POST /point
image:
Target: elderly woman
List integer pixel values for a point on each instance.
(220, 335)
---
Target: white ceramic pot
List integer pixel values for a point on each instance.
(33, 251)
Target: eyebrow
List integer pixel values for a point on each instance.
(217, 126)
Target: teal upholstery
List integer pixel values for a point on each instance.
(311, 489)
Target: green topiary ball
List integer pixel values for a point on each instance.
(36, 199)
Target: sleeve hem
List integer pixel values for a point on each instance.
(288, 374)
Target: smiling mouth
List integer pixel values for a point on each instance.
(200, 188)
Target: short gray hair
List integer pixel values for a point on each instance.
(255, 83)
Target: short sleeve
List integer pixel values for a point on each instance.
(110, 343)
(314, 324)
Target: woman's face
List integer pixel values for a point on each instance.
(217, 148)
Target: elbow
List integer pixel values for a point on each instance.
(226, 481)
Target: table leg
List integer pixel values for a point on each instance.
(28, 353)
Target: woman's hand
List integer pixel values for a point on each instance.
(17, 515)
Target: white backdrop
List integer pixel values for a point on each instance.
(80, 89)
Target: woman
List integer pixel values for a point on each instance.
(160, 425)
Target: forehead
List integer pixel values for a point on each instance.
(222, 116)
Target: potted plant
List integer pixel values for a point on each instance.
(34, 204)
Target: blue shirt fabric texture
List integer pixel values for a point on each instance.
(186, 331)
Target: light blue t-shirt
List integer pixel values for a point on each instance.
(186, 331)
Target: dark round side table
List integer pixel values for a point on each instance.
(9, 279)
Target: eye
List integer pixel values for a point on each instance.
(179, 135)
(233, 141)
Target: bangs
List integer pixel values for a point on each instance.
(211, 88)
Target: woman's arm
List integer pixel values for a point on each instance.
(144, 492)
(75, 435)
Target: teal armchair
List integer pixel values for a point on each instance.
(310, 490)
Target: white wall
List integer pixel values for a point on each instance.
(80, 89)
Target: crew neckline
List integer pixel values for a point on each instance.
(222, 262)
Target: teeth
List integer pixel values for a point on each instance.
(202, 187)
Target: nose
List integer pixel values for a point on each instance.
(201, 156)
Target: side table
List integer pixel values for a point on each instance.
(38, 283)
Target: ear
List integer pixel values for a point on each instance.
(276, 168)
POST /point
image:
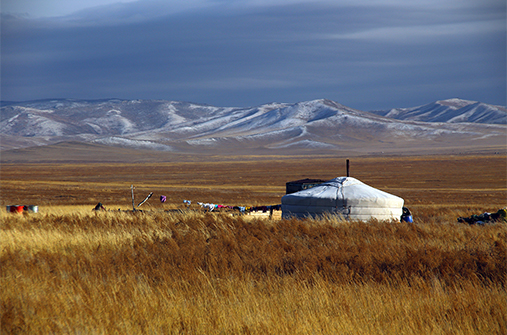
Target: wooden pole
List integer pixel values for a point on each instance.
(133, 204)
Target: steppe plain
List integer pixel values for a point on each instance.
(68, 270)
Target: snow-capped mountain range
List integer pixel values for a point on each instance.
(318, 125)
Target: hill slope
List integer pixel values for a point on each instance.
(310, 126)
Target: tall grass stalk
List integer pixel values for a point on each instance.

• [What you will do]: Could you restate word for word the lines above from the one containing "Target: bangs" through the one containing "Target: crew neckline", both included, and nothing else?

• [Exercise solution]:
Target: bangs
List integer pixel values for a point on each instance.
(211, 88)
Target: woman's arm
List integer pixel values for a point on each instance.
(144, 492)
(75, 435)
Target: teal armchair
List integer pixel values for a point on each instance.
(310, 490)
Target: white wall
List integer pixel values for a point on each instance.
(80, 89)
Target: crew neckline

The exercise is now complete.